-- begin Provided passage --

Marv Minsky (who posted on usenet for awhile) and friends saw how
easily 'decisions' could be done with a transistor or two and assumed
it would thus be easy to build an AI. AC Clarke used the Minsky
optimism when fashioning the idea of "HAL".
Minsky threw a wrench in the works with his 9169 'Perceptrons'. He had
tried to implement B. F. skinner's operant condition with a analog lashup
that sort of worked if the vacuum tubes didn't burn out. Rosenblatt has
built a 'Perceptron' and Minsky pointed out original design couldn't
handle an XOR. That sent research down another rabbit hole.
By the '80s the original perceptron had evolved into a multilayer network
train by back propagation. When I played around with it 'Parallel
Distributed Processing' by Rumelhart and McClelland was THE book.

-- end Provided passage --

__What to do__
Quote the passage on early AI research from "Marv Minsky (who" to "another rabbit hole.". The entries come from a different source than the text.

-- begin Data records --

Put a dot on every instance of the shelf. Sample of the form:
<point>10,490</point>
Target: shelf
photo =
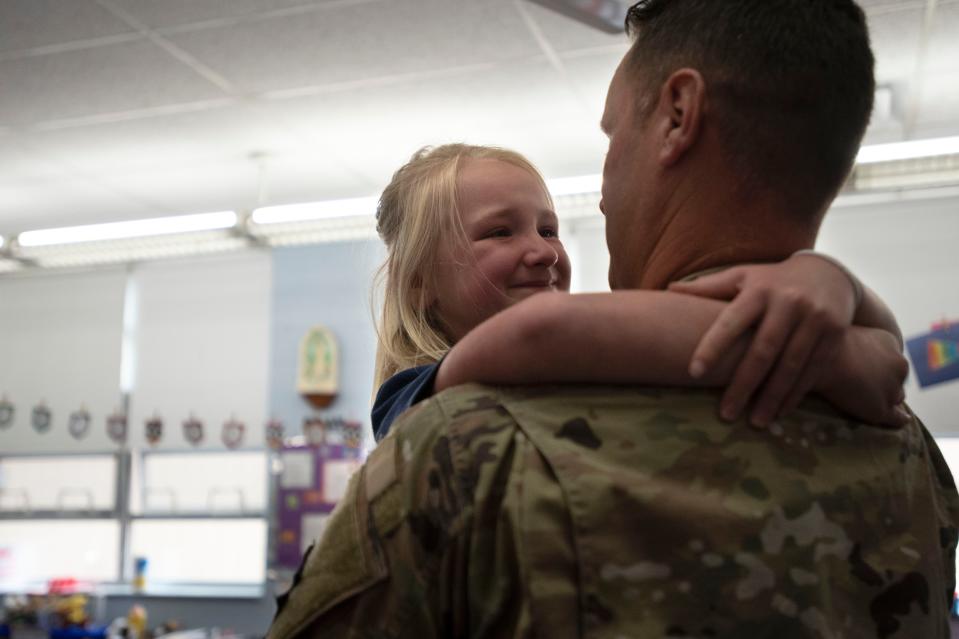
<point>157,591</point>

-- end Data records --

__Completed task__
Marv Minsky (who posted on usenet for awhile) and friends saw how
easily 'decisions' could be done with a transistor or two and assumed
it would thus be easy to build an AI. AC Clarke used the Minsky
optimism when fashioning the idea of "HAL".
Minsky threw a wrench in the works with his 9169 'Perceptrons'. He had
tried to implement B. F. skinner's operant condition with a analog lashup
that sort of worked if the vacuum tubes didn't burn out. Rosenblatt has
built a 'Perceptron' and Minsky pointed out original design couldn't
handle an XOR. That sent research down another rabbit hole.